## TASK GOAL
Nothing may be dropped or altered: reproduce all the data.

>> Begin TASK MATERIAL

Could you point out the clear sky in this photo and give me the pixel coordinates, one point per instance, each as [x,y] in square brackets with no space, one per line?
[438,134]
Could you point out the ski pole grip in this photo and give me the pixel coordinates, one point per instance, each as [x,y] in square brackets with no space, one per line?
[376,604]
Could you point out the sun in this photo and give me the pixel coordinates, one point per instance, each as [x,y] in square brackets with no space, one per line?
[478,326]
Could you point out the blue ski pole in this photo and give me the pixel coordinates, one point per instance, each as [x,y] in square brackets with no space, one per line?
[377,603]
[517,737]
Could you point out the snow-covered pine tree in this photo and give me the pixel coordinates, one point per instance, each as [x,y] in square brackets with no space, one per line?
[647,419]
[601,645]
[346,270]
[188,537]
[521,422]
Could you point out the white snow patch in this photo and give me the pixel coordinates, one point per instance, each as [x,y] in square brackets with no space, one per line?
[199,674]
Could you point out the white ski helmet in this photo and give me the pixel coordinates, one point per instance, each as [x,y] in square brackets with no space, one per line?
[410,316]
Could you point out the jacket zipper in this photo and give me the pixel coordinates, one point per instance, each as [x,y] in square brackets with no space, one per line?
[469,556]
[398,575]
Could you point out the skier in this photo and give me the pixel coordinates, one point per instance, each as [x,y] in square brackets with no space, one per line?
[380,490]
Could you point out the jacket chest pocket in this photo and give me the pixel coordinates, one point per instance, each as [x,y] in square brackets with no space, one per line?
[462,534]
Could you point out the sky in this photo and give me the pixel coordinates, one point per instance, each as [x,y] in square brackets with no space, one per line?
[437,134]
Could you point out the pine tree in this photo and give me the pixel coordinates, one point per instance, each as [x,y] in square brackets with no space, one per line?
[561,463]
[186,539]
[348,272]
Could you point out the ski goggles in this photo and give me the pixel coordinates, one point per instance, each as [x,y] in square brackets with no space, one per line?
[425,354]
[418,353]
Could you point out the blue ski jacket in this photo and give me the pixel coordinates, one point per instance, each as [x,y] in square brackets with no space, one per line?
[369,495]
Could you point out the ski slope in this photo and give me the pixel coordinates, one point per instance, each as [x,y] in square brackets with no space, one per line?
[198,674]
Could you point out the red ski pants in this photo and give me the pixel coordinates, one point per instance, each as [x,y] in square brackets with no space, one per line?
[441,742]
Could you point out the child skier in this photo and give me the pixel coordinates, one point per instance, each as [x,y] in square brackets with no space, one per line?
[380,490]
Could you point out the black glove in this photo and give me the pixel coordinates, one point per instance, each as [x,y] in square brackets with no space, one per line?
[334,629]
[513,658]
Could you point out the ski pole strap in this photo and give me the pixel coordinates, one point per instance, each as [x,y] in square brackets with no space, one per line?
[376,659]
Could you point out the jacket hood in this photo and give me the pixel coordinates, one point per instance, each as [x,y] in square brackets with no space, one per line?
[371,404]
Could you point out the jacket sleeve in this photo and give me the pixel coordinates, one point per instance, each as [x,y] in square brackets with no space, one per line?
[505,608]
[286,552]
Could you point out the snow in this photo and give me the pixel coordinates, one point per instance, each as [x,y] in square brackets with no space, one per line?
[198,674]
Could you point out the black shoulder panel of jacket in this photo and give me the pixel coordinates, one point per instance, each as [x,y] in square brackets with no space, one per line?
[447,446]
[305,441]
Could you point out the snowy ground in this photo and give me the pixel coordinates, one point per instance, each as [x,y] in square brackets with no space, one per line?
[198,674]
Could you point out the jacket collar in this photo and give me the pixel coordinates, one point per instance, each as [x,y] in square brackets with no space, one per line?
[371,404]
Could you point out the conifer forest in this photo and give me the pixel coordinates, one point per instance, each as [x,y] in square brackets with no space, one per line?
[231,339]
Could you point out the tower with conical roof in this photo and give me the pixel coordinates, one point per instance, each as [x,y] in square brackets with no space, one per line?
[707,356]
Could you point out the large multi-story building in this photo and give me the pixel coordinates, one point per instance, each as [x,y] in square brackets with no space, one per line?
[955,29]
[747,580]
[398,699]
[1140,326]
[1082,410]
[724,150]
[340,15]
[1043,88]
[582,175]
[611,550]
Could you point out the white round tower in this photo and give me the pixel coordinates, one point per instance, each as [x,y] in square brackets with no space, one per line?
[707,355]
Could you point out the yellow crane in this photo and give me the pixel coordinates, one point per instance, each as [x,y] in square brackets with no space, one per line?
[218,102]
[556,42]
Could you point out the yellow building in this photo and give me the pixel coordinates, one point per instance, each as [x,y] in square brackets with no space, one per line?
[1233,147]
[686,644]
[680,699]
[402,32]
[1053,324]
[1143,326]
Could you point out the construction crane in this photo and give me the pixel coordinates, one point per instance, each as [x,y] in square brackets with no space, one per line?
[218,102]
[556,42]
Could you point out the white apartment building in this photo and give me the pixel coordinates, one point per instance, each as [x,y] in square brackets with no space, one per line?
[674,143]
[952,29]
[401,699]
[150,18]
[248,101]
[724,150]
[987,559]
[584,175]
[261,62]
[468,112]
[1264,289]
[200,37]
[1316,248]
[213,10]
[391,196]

>> End TASK MATERIAL

## TASK SOLUTION
Could you point out the clear sky in this photo and give me the pixel coordinates, one point per instance, each as [x,y] in square brackets with no space, one per line?
[438,134]
Could you point out the ski pole grip in this photo and give me the pixel coordinates, one point per instance, each as [x,y] in square brackets with no space, one per line?
[376,604]
Could you point out the sun in this photo and give me the pixel coordinates, one point per instance, each as [x,y] in square brackets with no space, one per line?
[478,326]
Could you point out the blue ski pole in this photo and give me the pixel coordinates, one point per instance, each as [x,y] in square brackets with no space, one per line?
[377,603]
[517,737]
Could you point out the snow-covered pine tree in this photo and give me the pixel coordinates, one point per instance, each as [x,y] in square brackets with no space, one per line?
[647,419]
[601,645]
[346,270]
[188,537]
[521,422]
Could you point out the white snow patch in this photo and give me the pixel coordinates, one point per instance, each as [x,y] in square brackets with no space, one per line?
[199,674]
Could you point out the white ski helmet in this photo and give me the pixel coordinates, one point per instance, each as [x,y] in square brackets with no space, one per line?
[410,316]
Could you point out the jacket zipper in this photo and give me the pixel coordinates, one point per instance, each as [x,y] in square brackets with no space, one per line?
[469,556]
[398,575]
Could you point out the skier in this photo and give me the pixel coordinates, one point per instance, each as [x,y] in square brackets with no space, one per line?
[380,490]
Could you point out the jacket chest pocket in this photo and give me the pixel coordinates, one point per instance, each as [x,y] in square brackets with no space, one per line?
[462,534]
Could you point out the sky in this photo and give me the pixel coordinates, one point per instance, each as [x,y] in square brackets with no space, one per line?
[437,134]
Could you point out the pine tree in this photo and give me the pixel coordinates, one point per instance, each as [x,y] in square brackets with no space, one per line?
[561,463]
[186,539]
[348,272]
Could you point out the ski goggles in this photo and give me the pixel coordinates, one point per instance, each as [x,y] in square brackets with no space, one per line?
[425,354]
[418,353]
Could you point out the blue ski jacket in this photo and give me the pixel coordinates, one point per instance, each as [x,y] in square brackets with no space, one per line?
[369,495]
Could you point out the ski slope in this photo and give me the pixel coordinates, one point per instance, each as [x,y] in square brackets with no space, one per line?
[198,674]
Could you point out the red ski pants in this photo and give me the pixel coordinates, one point per instance, each as [x,y] in square brackets with no space, one per line?
[441,742]
Could you point out the child skier in this photo and give me the pixel coordinates, one point per instance, each as [x,y] in square brackets with no space, one per line?
[380,490]
Could you point out the black glove in this photo and give me the pixel coordinates, one point per instance, each as [x,y] in square brackets with no space, one per line?
[334,629]
[513,658]
Could you point out the ski pole strap in this photo and give me the pixel coordinates, one point per instance, each as [x,y] in square brackets with no space, one per line?
[376,659]
Could you point out the jacket hood in this photo and give me the pixel coordinates, one point per instance, each as [x,y] in square brackets with no space, one per line?
[371,404]
Could you point out the jacket sleeve in this photo and give me the pixel coordinates, one point per instance, each as [x,y] in square brackets with no space, one per line?
[505,608]
[286,552]
Could you point out the snow in this photo and give me the pixel coordinates, one point per instance, each as [x,y] in square brackets with no space, one per line?
[198,674]
Could you point out the black shoulder panel of jacket in this photo and give me the pixel coordinates, one point per instance, each as [x,y] in square brackets with no space, one per line?
[447,446]
[305,441]
Could you point out the snowy ground in this photo and give me the pixel coordinates, one point per instance, each as [x,y] in square brackets with no space, one per line?
[198,674]
Could you point out the jacket collar in this photo and give me the pixel coordinates, one point per instance, each as [x,y] in square brackets with no space, one per line?
[371,404]
Could you point out the conifer forest in this photo and give me the pixel coordinates, one point per instance, each as [x,y] in square brackets with no space, one per line?
[231,339]
Could you point out the tower with conical roof in this photo and give me the pixel coordinates, one point per instance, each as [x,y] in square brackets with no space, one per line?
[707,356]
Could you point out the large multi-story building in this photo and give me the pixel coordinates, one point per instance, each as [x,y] in square brackets with no space, one per line?
[955,29]
[747,580]
[398,699]
[1140,326]
[1082,410]
[724,150]
[340,15]
[1043,88]
[582,175]
[611,550]
Could you point out the white round tower in this photo and give me the pixel coordinates, one point per instance, each as [x,y] in square brackets with no space, one per line?
[707,355]
Could you point out the yellow crane in this photo and give me the pixel coordinates, one point per instance, each as [x,y] in square brackets with no space, one per line?
[218,102]
[556,42]
Could you point out the yellow building in this photo and give me the pixel coordinates, one point per instance, each as [x,y] in square brackets with no space, one per line?
[1233,147]
[686,644]
[680,699]
[402,32]
[1053,324]
[1143,326]
Could you point out the construction crane in this photo and give me the pixel coordinates, one point per instance, each as [x,y] in square brackets with no space, one per line?
[218,102]
[556,42]
Could you point out the white apartment building in this photo and give me the pixel coordinates, one point per instance, each as [x,y] in square brackets with no space, one per line?
[674,143]
[952,29]
[401,699]
[150,18]
[248,101]
[724,150]
[987,559]
[584,175]
[261,62]
[468,112]
[1264,289]
[200,37]
[1316,248]
[213,10]
[391,196]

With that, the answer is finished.